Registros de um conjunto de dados
—————
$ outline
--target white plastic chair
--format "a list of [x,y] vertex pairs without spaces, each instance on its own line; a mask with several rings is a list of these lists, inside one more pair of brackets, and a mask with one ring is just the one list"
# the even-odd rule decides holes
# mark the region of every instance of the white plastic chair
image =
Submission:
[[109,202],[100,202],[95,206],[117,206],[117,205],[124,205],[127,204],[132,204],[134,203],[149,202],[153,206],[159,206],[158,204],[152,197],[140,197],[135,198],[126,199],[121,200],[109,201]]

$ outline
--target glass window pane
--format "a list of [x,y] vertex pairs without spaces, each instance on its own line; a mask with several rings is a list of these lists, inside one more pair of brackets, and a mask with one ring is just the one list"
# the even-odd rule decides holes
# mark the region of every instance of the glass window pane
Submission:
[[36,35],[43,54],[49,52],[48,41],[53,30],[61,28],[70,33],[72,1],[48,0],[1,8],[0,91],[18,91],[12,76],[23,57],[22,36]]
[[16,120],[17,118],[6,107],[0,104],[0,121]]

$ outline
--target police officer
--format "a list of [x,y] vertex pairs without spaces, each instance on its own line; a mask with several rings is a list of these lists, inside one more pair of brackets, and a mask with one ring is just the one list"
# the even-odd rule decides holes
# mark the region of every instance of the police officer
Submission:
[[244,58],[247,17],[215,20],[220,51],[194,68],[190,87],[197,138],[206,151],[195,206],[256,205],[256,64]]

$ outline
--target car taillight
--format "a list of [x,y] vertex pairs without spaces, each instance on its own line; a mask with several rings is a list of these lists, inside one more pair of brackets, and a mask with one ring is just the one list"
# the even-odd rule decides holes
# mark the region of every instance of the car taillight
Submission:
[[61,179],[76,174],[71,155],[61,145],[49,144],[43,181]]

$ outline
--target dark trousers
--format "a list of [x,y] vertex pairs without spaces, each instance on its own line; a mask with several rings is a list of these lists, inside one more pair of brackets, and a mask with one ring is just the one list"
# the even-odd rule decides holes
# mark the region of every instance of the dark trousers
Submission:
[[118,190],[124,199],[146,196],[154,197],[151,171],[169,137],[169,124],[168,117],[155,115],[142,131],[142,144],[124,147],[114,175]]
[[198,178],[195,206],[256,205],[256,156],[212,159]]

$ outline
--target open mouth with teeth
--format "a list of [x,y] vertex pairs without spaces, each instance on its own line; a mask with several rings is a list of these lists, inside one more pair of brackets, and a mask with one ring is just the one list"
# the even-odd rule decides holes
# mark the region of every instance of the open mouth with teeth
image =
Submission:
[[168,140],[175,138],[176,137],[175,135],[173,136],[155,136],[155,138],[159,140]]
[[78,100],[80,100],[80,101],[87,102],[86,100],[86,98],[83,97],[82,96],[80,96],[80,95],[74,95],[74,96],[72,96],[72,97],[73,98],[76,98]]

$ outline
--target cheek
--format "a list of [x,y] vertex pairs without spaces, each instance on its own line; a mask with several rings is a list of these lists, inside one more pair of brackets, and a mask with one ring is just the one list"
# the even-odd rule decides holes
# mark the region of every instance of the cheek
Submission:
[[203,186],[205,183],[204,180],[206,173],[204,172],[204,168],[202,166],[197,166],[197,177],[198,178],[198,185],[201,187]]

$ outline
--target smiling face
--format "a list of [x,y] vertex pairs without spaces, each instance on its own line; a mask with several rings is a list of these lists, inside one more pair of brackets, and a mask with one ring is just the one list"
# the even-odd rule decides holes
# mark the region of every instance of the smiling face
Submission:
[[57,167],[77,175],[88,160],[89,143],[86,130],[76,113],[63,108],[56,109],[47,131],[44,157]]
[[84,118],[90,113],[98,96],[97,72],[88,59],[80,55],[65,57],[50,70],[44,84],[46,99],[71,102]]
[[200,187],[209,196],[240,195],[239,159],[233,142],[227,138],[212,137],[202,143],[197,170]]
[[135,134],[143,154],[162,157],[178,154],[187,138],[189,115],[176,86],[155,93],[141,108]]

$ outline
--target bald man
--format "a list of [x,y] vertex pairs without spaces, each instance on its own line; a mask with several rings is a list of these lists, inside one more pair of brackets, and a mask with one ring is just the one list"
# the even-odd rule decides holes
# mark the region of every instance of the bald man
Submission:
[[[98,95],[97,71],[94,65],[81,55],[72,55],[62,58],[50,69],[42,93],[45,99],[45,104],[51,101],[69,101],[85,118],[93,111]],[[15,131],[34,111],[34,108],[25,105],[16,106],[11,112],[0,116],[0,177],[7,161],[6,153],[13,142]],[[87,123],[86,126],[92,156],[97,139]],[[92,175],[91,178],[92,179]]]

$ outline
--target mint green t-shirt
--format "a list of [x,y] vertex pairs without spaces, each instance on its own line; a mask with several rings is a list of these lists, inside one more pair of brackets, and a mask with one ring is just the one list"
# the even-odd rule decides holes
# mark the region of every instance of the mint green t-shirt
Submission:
—————
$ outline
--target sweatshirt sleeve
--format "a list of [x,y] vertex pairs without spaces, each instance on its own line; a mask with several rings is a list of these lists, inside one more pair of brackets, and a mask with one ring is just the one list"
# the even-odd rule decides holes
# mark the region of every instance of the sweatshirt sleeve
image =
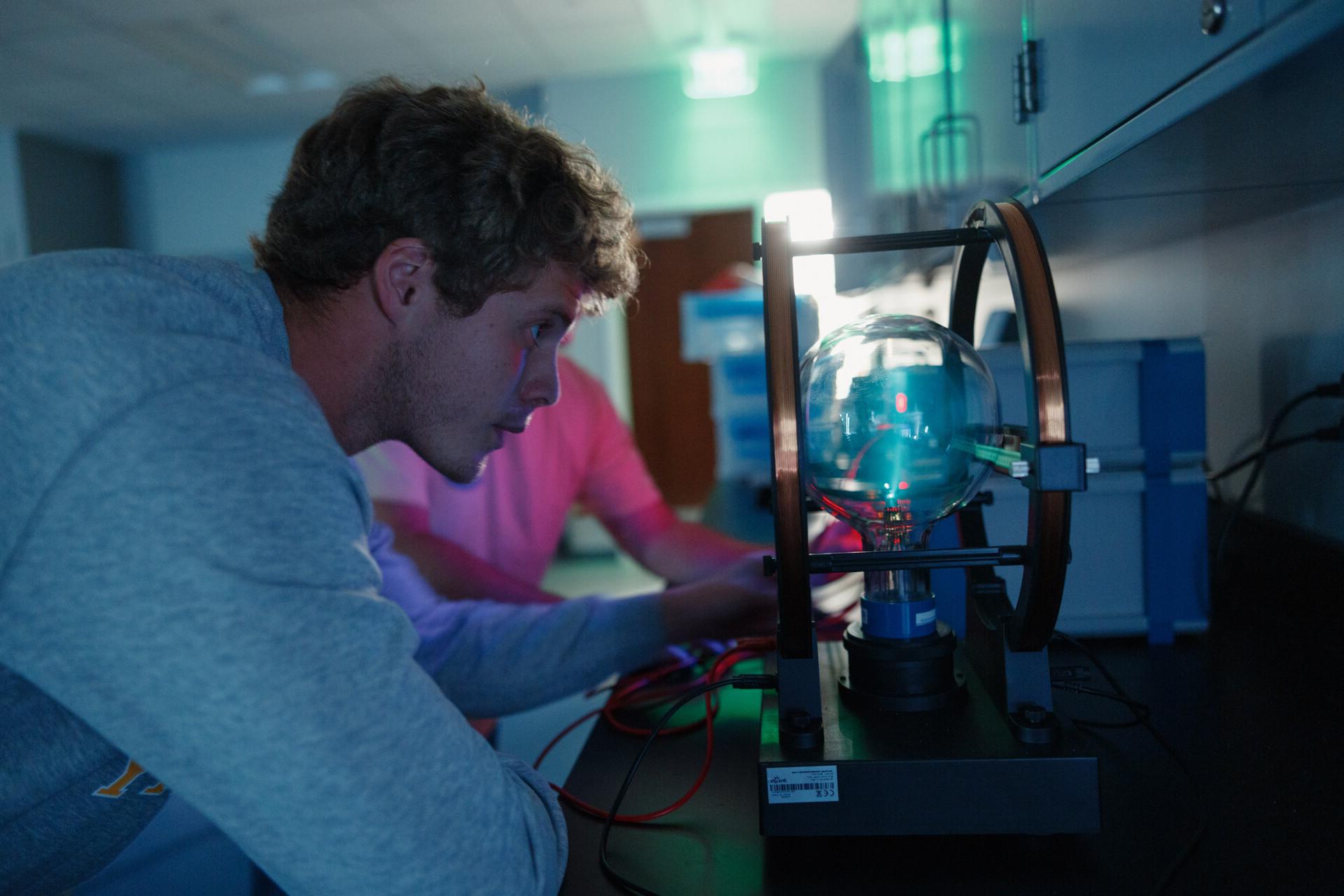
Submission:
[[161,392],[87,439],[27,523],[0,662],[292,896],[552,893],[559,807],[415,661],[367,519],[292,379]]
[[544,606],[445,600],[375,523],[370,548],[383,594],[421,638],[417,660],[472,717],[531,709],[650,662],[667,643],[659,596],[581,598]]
—————
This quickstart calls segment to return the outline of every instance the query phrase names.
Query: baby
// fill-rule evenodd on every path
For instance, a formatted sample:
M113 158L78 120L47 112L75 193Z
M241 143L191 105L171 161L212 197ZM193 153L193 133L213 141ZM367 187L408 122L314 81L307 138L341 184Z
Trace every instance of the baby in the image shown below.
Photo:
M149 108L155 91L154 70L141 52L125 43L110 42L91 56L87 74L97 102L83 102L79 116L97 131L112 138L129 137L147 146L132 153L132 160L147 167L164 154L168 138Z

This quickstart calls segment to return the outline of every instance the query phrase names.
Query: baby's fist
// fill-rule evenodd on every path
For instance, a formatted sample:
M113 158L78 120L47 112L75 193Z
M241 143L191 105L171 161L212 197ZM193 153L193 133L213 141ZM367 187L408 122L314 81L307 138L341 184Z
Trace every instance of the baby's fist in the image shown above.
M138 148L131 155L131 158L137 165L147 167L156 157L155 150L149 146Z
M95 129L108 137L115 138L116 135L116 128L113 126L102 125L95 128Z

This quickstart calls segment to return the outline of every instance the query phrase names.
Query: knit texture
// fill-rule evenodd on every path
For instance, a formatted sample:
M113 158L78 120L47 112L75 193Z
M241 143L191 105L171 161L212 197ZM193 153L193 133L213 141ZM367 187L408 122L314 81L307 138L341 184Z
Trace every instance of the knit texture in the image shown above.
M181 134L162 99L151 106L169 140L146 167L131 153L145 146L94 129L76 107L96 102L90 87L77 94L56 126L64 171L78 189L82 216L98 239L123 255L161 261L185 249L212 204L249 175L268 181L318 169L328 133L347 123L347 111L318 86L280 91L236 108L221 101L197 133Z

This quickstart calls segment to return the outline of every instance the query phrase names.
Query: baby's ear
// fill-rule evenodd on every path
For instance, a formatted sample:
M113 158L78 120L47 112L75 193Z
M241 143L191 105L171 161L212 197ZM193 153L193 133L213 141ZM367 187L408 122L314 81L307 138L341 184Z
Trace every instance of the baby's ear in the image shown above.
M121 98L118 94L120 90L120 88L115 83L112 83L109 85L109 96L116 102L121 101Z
—————
Identifique as linhas acima que contêm a palavra "sleeve" e copie cada uma delas integralmente. Diferencie maiúsculas de minúsculas.

• [RESPOSTA DO EXERCÍCIO]:
--target sweatshirt sleeve
# mark the region of every instance of the sweatshirt sleeve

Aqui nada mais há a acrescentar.